TASK TO CARRY OUT: All of the data that follows should be written out exactly.
- - - - -
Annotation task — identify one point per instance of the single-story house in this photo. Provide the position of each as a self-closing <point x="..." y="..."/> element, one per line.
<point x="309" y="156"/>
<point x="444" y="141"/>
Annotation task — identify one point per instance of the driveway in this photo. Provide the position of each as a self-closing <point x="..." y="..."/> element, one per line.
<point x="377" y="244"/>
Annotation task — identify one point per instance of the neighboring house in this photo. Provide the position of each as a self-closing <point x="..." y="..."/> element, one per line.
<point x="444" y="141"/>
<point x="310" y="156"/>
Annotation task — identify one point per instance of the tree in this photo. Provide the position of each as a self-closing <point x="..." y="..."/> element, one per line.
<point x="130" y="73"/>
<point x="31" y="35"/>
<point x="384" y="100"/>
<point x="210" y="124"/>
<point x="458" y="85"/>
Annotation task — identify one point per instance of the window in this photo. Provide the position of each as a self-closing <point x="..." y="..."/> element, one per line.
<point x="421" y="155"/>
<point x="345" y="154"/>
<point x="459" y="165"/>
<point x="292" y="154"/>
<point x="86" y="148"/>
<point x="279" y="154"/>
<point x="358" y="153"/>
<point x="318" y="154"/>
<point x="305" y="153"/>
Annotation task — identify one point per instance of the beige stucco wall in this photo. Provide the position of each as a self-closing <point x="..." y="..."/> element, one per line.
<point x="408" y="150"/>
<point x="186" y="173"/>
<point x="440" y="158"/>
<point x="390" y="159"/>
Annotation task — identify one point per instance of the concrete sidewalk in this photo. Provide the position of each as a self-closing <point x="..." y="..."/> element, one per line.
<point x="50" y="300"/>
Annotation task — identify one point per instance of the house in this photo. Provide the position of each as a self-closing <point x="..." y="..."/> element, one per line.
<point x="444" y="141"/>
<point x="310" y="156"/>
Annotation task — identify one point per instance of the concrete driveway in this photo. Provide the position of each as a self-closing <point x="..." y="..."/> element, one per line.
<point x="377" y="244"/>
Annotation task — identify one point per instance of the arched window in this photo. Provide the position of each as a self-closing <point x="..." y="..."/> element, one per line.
- - - - -
ANSWER FOR THE TASK:
Annotation task — identify one point per instance of the single-story house in this photo. Provide the position of each as a self-closing <point x="..." y="..."/> element, one per line.
<point x="309" y="156"/>
<point x="444" y="141"/>
Annotation task — identify one point per instance of the driveway in this photo. Provide the position of each as a self-closing <point x="..." y="..."/> element, one per line.
<point x="377" y="244"/>
Annotation task — identify one point per instance of the neighboring house in this photo. Provide the position of each as a self-closing <point x="..." y="..."/> element, one per line.
<point x="444" y="141"/>
<point x="310" y="156"/>
Annotation task — identify one point per instance of the tree in this photo. Provide the position of each as a self-closing <point x="..." y="..."/> element, one per line.
<point x="130" y="73"/>
<point x="31" y="35"/>
<point x="384" y="100"/>
<point x="210" y="124"/>
<point x="458" y="85"/>
Annotation task — identify one point per instance of the window in this photo. Provide the position of each as a self-closing <point x="..." y="..."/> element, one per line.
<point x="421" y="155"/>
<point x="345" y="154"/>
<point x="459" y="165"/>
<point x="292" y="154"/>
<point x="86" y="148"/>
<point x="279" y="154"/>
<point x="358" y="153"/>
<point x="318" y="154"/>
<point x="305" y="153"/>
Annotation task — identify one point per instance of the beige stucco wall in this photo. Provide the position of each as a self-closing <point x="..." y="..."/> element, one per line.
<point x="408" y="150"/>
<point x="186" y="173"/>
<point x="440" y="158"/>
<point x="390" y="159"/>
Annotation task — identify one point per instance of the concrete sidewalk in this photo. Provide the position of each as a self-closing <point x="..." y="..."/> element, one per line.
<point x="50" y="300"/>
Annotation task — identify one point per instance of the house in this photo. Provide the position of each as a self-closing <point x="..." y="..."/> element, one per line.
<point x="444" y="141"/>
<point x="310" y="156"/>
Annotation task — identify one point per instance of the concrete driveway in this photo. Provide the position of each as a self-closing <point x="..." y="..."/> element, one per line.
<point x="377" y="244"/>
Annotation task — identify one point per instance of the arched window in this photo. Provide the position of each as a self-closing <point x="..." y="..."/> element, one per line.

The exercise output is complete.